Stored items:
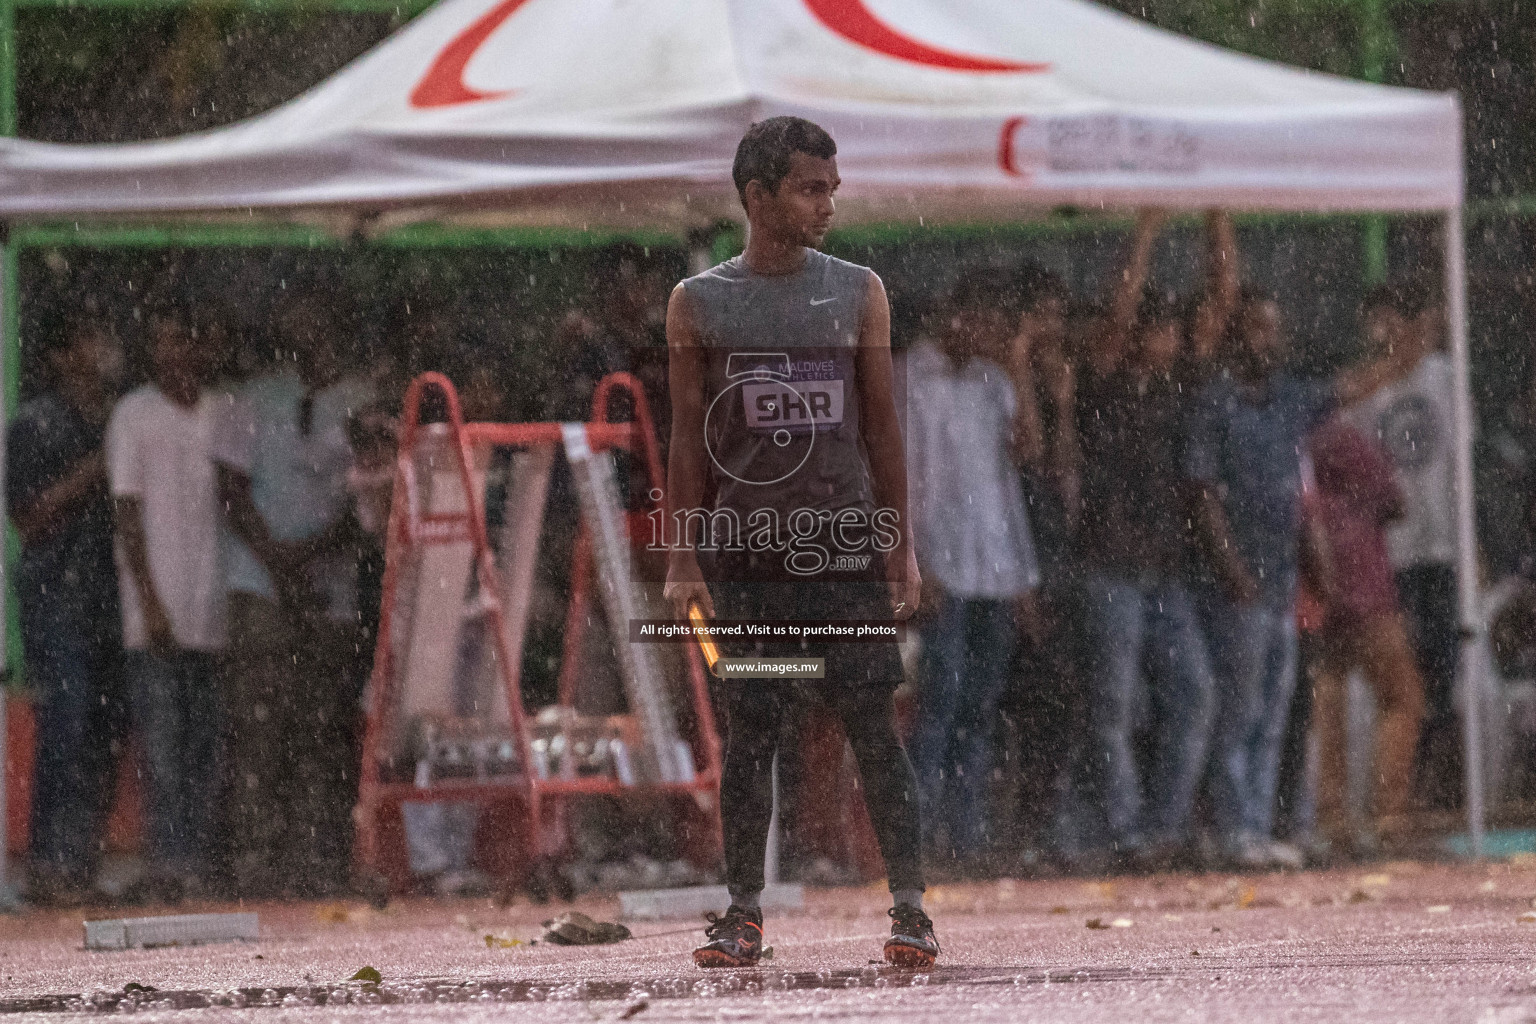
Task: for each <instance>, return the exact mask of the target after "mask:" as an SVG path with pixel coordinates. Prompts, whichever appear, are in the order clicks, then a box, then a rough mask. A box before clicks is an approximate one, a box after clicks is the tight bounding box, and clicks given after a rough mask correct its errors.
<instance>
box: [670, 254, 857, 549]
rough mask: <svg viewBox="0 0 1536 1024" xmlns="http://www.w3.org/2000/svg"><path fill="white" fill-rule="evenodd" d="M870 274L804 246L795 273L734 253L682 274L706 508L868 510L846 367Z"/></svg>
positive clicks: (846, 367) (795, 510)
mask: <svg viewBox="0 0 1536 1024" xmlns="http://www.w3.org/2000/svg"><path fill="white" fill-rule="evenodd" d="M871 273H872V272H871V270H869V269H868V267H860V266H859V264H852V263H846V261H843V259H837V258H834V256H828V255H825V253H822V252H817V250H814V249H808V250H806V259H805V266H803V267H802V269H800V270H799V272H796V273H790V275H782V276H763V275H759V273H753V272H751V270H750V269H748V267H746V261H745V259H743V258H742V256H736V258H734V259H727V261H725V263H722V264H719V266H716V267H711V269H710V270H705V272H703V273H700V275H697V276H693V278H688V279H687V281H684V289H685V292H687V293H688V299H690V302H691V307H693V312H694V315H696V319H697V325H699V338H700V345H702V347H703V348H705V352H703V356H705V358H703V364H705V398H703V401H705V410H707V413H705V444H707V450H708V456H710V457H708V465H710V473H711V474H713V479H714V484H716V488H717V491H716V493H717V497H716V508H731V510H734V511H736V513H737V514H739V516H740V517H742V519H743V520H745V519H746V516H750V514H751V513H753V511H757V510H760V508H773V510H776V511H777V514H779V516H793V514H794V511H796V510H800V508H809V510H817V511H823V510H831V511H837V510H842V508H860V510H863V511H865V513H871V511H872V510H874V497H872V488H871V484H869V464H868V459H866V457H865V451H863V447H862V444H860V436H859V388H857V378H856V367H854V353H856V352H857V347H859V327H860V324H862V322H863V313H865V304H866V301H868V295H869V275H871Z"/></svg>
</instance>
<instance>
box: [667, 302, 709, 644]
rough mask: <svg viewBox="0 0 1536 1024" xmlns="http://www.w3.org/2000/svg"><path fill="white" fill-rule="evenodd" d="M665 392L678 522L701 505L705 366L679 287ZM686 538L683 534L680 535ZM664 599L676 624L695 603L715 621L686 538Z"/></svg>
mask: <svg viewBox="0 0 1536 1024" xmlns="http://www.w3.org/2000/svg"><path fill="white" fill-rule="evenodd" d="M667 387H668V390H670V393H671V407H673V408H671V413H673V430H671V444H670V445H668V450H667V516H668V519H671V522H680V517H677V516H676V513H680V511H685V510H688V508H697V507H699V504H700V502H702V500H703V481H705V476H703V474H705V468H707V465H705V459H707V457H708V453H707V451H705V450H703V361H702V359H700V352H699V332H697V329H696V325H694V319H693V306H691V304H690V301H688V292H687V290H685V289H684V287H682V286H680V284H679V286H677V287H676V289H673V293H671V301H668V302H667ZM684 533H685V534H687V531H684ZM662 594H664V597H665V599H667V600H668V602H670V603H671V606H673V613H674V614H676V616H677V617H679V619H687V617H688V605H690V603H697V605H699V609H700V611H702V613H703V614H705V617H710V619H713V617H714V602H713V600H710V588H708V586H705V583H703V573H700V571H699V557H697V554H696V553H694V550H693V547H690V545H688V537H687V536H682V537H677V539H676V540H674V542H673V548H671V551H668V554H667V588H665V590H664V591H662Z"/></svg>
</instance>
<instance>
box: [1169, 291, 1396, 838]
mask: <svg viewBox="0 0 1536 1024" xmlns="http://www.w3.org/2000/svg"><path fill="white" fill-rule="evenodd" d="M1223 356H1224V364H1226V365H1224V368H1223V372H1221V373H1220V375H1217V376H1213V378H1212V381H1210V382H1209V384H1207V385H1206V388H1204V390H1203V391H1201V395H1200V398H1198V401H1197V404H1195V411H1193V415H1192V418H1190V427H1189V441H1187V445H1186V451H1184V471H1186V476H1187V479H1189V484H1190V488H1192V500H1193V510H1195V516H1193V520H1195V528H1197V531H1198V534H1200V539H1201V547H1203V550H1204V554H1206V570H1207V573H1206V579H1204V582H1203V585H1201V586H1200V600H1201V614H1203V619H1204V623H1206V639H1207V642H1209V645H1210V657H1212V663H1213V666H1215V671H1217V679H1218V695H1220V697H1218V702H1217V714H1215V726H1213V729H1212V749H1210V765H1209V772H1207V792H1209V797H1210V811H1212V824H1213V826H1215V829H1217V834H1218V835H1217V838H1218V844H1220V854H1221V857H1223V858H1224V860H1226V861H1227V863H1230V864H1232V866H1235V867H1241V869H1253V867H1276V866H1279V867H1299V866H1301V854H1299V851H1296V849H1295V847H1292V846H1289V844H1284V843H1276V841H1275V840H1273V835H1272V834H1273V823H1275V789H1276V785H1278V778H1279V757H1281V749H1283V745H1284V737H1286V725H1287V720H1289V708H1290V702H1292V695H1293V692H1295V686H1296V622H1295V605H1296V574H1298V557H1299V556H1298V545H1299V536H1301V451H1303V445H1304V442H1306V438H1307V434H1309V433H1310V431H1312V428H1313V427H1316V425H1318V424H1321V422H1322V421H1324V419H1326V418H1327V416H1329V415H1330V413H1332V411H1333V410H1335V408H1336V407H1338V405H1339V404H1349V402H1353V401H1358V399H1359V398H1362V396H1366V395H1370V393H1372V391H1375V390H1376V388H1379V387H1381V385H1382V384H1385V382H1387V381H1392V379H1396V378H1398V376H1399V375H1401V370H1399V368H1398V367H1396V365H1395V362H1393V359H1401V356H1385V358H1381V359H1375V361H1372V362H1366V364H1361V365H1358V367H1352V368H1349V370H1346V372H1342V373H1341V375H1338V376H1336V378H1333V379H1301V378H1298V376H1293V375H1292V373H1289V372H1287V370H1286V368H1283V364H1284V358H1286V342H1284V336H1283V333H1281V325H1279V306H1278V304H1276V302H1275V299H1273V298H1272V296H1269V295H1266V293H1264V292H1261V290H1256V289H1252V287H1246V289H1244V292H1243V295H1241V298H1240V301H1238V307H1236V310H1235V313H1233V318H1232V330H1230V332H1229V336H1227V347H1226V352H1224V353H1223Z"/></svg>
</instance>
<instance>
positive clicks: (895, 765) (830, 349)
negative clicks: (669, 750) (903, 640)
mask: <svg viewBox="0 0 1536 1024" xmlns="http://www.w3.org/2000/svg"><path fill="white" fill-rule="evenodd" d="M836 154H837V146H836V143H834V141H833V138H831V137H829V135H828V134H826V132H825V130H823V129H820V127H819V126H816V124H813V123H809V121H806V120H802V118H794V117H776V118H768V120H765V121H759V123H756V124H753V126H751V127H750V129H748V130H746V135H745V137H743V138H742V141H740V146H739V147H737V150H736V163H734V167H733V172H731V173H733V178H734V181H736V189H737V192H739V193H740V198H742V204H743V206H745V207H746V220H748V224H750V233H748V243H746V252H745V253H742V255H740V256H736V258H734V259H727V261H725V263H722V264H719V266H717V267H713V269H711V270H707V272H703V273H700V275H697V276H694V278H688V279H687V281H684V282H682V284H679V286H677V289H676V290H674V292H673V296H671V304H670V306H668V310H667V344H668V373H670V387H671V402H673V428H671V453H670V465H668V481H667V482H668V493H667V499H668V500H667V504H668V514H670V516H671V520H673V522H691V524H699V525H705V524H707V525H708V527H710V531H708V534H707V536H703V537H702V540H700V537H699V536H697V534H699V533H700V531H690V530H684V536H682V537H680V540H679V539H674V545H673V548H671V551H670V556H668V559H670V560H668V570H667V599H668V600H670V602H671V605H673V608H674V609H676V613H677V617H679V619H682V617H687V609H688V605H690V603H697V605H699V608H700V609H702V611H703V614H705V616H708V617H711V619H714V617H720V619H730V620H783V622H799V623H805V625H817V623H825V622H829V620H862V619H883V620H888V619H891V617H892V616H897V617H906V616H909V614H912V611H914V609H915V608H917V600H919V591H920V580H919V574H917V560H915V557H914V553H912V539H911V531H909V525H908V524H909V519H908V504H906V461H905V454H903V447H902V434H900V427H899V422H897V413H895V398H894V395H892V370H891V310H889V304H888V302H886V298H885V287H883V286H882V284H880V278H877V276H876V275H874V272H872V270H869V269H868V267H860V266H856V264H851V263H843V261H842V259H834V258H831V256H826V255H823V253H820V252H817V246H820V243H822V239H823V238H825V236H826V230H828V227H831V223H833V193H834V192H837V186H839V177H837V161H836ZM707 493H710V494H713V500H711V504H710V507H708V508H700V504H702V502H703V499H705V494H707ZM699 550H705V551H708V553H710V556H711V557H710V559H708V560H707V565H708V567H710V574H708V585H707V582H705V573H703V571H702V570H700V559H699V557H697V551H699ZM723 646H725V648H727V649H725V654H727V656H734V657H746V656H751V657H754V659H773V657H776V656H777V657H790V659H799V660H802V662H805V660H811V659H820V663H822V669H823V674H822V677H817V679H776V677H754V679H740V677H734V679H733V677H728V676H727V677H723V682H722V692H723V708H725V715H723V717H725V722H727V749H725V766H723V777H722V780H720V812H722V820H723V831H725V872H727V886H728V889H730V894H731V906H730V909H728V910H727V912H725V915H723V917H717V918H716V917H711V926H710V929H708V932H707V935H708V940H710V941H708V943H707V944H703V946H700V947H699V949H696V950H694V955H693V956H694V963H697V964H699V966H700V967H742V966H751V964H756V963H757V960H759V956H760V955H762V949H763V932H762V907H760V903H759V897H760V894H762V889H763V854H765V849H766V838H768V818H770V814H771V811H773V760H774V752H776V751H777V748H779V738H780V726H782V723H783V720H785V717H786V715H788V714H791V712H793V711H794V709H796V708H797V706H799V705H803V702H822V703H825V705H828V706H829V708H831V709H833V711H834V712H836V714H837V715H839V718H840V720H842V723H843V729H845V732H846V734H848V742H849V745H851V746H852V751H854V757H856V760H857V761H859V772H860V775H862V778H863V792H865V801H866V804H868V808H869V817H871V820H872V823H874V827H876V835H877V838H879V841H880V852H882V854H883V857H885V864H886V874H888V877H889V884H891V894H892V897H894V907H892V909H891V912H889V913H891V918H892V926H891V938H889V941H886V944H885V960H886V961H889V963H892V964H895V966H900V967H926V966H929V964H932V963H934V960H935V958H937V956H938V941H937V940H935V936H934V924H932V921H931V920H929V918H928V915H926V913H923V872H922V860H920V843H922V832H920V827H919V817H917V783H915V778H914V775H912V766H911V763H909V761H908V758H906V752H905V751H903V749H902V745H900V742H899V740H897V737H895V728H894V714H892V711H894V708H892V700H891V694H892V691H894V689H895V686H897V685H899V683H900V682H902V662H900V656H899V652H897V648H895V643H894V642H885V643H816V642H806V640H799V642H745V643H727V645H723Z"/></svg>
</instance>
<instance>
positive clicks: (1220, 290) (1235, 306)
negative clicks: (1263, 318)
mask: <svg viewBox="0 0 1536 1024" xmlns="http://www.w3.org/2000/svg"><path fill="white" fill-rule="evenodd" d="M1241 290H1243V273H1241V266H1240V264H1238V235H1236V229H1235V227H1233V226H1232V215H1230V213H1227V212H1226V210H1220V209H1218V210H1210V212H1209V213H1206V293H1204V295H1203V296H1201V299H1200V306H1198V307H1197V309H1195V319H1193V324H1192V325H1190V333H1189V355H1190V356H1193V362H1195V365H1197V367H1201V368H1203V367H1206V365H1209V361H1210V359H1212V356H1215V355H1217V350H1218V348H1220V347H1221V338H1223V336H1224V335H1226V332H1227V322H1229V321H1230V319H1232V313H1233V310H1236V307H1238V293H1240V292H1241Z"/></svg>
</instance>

_Assigned task_
Report every line of the records above that contains the string "clicks", copying each line in full.

_Solution to this problem_
Task: for each <instance>, return the exact mask of the target after "mask:" as an SVG path with pixel coordinates. Prompts, whichever appear, are in the order clicks, then a box, then a rough mask. A box before clicks is an approximate one, a box after clicks is the tight bounding box, and clicks given after a rough mask correct its errors.
positive clicks: (846, 367) (795, 510)
positive clicks: (895, 765) (830, 349)
negative clicks: (669, 750) (903, 640)
positive clicks: (1220, 290) (1235, 306)
negative clicks: (1263, 318)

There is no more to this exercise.